▼
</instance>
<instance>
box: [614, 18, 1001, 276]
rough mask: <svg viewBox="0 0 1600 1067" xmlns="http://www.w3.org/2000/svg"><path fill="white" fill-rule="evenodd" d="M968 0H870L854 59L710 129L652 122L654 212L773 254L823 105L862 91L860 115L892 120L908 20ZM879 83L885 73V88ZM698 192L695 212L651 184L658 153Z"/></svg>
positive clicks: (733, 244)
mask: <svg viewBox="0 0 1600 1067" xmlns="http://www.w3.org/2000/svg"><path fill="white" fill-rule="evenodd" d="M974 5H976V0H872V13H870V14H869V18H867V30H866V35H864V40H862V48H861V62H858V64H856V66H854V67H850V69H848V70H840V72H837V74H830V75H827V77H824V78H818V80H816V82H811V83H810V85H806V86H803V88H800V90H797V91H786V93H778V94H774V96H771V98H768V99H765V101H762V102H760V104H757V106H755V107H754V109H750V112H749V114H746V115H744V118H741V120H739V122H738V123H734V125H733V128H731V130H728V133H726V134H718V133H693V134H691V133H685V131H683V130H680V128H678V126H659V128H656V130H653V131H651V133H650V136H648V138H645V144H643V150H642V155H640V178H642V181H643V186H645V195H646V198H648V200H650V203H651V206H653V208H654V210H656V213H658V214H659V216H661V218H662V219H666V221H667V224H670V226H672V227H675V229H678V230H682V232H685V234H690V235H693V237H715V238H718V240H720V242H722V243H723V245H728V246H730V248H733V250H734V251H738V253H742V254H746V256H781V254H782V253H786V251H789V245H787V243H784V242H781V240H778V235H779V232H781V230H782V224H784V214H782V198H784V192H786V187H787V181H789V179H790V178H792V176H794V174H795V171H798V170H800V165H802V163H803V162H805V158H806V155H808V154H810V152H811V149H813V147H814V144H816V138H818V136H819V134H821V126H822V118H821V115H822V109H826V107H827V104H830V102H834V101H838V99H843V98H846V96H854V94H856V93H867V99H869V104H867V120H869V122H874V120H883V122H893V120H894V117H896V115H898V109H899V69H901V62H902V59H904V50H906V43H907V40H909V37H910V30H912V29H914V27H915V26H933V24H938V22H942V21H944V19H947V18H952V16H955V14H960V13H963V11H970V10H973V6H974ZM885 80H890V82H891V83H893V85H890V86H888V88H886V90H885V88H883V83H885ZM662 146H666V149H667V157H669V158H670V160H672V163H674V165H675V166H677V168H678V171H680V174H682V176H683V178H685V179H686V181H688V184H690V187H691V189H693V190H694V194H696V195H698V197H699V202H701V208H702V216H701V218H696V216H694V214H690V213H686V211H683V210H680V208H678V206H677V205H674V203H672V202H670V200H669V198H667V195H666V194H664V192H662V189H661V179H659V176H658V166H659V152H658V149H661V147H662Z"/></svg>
▲
What is required —
Please copy, exactly and with nothing else, the lines above beginning at the line that has "box: [614, 18, 1001, 276]" and ending with the line that has "rough mask: <svg".

Problem solution —
box: [614, 18, 1001, 276]
rough mask: <svg viewBox="0 0 1600 1067" xmlns="http://www.w3.org/2000/svg"><path fill="white" fill-rule="evenodd" d="M968 0H870L854 59L710 129L652 122L654 212L773 254L823 105L862 91L860 115L892 120L908 20ZM879 83L885 73V88ZM698 192L695 212L651 184L658 153Z"/></svg>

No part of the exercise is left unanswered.